(EXERCISE DETAILS) Look through the entries for the string "Guideline", and copy each line that holds it.

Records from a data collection

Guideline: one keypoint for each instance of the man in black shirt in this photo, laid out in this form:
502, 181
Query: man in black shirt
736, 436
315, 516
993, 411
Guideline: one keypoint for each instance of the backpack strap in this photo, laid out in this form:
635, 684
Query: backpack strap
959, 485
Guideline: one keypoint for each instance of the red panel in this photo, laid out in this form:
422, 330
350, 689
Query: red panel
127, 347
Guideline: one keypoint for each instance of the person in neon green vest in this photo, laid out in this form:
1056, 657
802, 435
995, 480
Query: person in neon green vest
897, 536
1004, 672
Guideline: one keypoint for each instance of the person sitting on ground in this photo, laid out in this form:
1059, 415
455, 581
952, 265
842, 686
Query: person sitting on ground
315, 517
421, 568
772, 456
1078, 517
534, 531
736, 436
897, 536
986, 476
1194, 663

--

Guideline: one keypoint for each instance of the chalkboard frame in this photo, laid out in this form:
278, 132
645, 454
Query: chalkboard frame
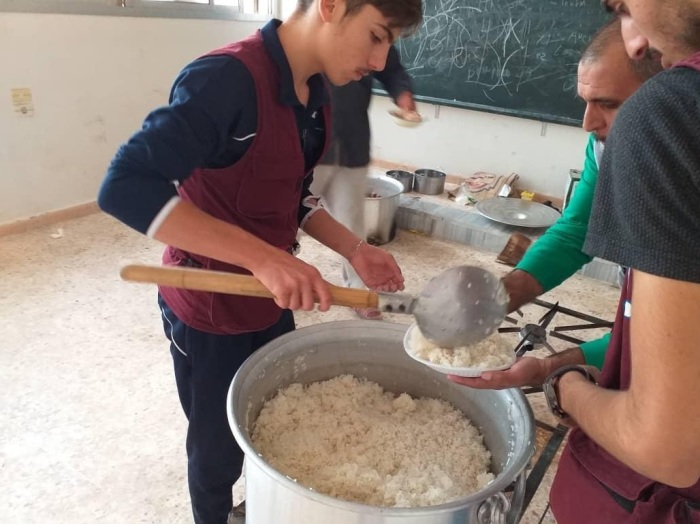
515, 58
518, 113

(TASK ANSWER)
Guideline: one keypoint for each instance of the man in black shirt in this photo, laid out in this form:
Guideline: one keypoint for each instance of the backpack strap in this photo, laid out in this form:
Guideline: one keypoint for each instance of the red panel in this photo, laid out in this form:
Guideline: one keypoint for each instance of the person in neon green vest in this photo, laid out in this form:
Guideline: one keypoint for each instance of the person sitting on ground in this photo, laid out in this form:
Guideline: one keypoint for each instance of the chalkboard frame in this photo, laid out in this form:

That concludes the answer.